:: AUFGABENSTELLUNG ::
- A) Nenne alle Folgen, die der Textauszug unten nach den Worten „Die Folgen:“ aufzählt.
- B) Kopiere aus dem Textauszug unten wortgetreu alles von „Irgendwann kam der“ bis hinunter zu „des Landes Baden-Württemberg.“.

:: TEXTAUSZUG ::
======

Irgendwann kam der Punkt, an dem sich Yvonne und Jan Winter* unversöhnlich gegenüberstanden. "Wenn du dich impfen lässt, trenne ich mich von dir", sagte Yvonne. Und das ihm – Jan Winter ist Arzt. Nicht nur, dass er die Corona-Impfung medizinisch für absolut geboten hält. Hätte er sich nicht immunisieren lassen, wäre er auch seinen Job los gewesen. Doch seine Frau fürchtete sich vor einer Veränderung seines Erbguts durch den Impfstoff. Auf keinen Fall wolle sie dann noch ein zweites Kind mit ihm haben, verkündete sie. Seine Argumente, wissenschaftlich fundiert und mit seriösen Quellen belegt, erreichten sie nicht. In seiner Verzweiflung wandte sich Jan Winter an ZEBRA, die Zentrale Beratungsstelle für Weltanschauungsfragen des Landes Baden-Württemberg.

"Das Paar war schon auf einem hohen Eskalationslevel angekommen", erinnert sich ZEBRA-Leiterin Sarah Pohl, die die Geschichte erzählt – anonymisiert, versteht sich. Die Beratung bei ZEBRA ist absolut vertraulich. Pohl erwähnt den Fall als Beispiel dafür, was derzeit viele Familien und Freundeskreise kennen: fruchtlose Debatten über mögliche Impfschäden, Verdächtigungen über vermeintliche Drahtzieher hinter der Pandemie, Vorwürfe gegen die Regierung, die das Volk mundtot machen wolle, krude Verschwörungserzählungen. Die Folgen: eskalierender Streit, verhärtete Fronten, Sprachlosigkeit.

Vorwürfe führen nur tiefer in den Kaninchenbau

Wobei – die Diplompädagogin Pohl würde diese Darstellung so nicht gelten lassen. Denn sie enthält eine Schuldzuweisung an die Verschwörungsgläubigen. "Zum Streit gehören immer zwei", sagt Pohl. Eine Binsenweisheit, aber was die Beraterin weiter ausführt, hält durchaus das eine oder andere Aha-Erlebnis bereit. Nicht nur die Erkenntnis, dass man die andere Person sowieso nicht ändern kann und den Schlüssel zur Deeskalation deshalb bei sich selbst suchen muss. Auch die Tatsache, dass das Verhalten derjenigen, die nicht an Verschwörungen glauben, viel dazu beitragen kann, dass die anderen sich immer tiefer eingraben und abkapseln.

Die Beratungsstelle mit Sitz in Freiburg verfolgt einen konsequent neutralen, ergebnisoffenen Ansatz, will heißen: ZEBRA berät nicht gegen Verschwörungstheorien. Denn eine Verschwörungstheorie könne durchaus etwas Gutes haben für den einzelnen Menschen, sagt die Leiterin. Der Glaube daran könne beruhigen, entlasten, stabilisieren – zumindest kurzfristig. Was langfristig geschieht, steht auf einem anderen Blatt: Im Unterschied etwa zu Religionen halten Verschwörungsmythen keine positiven Visionen bereit, nichts, worauf man sich freuen könnte; stattdessen arbeiten sie mit Weltuntergangsszenarien. "Langfristig nehmen Ängste dadurch zu", weiß Pohl und vergleicht die Wirkung mit Valium: Auch das beruhigt zunächst, kann jedoch durch die Nebenwirkungen dauerhaft zu stärkeren Unruhezuständen führen.

======

(Gespeicherte Dateneinträge)
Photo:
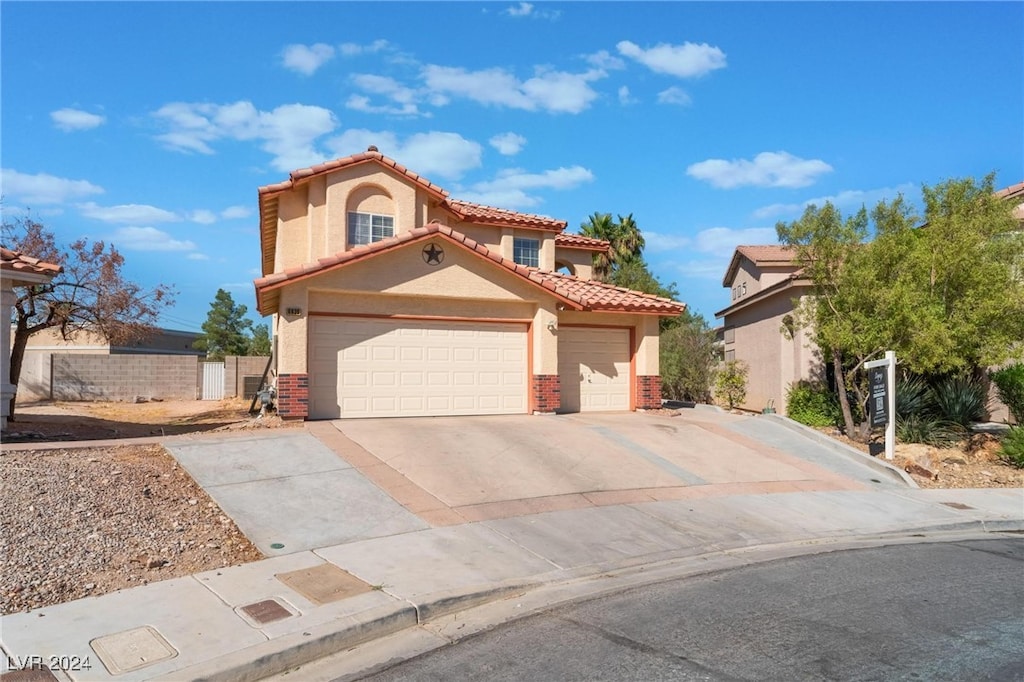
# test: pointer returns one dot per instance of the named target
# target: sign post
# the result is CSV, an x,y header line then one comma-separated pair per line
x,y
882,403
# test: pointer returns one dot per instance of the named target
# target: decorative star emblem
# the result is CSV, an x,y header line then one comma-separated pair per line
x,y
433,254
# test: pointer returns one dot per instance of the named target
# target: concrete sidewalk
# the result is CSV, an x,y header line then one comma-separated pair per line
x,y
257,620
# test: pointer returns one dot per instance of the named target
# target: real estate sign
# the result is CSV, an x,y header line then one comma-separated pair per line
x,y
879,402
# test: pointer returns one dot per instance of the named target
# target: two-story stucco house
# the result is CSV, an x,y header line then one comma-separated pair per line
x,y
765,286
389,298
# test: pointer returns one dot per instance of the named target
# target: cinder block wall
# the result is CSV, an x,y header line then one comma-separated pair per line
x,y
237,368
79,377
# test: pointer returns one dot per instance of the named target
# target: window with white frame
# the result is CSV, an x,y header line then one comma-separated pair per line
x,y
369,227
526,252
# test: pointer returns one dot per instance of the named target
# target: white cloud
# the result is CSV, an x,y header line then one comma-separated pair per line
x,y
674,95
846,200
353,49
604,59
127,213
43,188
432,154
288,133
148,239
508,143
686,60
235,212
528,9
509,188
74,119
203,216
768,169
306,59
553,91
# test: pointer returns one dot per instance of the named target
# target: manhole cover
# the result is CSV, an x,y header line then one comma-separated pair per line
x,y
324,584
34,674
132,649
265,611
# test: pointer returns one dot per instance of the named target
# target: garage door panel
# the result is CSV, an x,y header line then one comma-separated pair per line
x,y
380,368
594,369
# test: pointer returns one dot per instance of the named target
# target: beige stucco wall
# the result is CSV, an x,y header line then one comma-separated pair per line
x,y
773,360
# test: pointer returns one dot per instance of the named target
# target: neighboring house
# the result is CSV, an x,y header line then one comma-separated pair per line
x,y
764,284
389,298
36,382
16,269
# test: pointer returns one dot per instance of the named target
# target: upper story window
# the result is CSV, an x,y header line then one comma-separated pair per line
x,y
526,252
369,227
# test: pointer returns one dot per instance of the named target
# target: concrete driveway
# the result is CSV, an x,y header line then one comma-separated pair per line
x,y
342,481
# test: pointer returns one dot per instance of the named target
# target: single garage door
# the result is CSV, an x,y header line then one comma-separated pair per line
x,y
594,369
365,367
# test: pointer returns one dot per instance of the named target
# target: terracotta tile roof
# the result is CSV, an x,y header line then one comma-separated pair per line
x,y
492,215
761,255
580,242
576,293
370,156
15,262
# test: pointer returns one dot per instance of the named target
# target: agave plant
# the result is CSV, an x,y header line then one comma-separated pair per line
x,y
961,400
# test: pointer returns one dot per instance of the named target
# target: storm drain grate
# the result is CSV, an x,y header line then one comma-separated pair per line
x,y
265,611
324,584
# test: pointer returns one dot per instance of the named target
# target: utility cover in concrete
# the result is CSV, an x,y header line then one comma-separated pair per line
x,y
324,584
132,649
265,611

======

:: NUMMERIERTE ANTWORTEN ::
- A) Eskalierender Streit, verhärtete Fronten und Sprachlosigkeit.

- B)
Irgendwann kam der Punkt, an dem sich Yvonne und Jan Winter* unversöhnlich gegenüberstanden. "Wenn du dich impfen lässt, trenne ich mich von dir", sagte Yvonne. Und das ihm – Jan Winter ist Arzt. Nicht nur, dass er die Corona-Impfung medizinisch für absolut geboten hält. Hätte er sich nicht immunisieren lassen, wäre er auch seinen Job los gewesen. Doch seine Frau fürchtete sich vor einer Veränderung seines Erbguts durch den Impfstoff. Auf keinen Fall wolle sie dann noch ein zweites Kind mit ihm haben, verkündete sie. Seine Argumente, wissenschaftlich fundiert und mit seriösen Quellen belegt, erreichten sie nicht. In seiner Verzweiflung wandte sich Jan Winter an ZEBRA, die Zentrale Beratungsstelle für Weltanschauungsfragen des Landes Baden-Württemberg.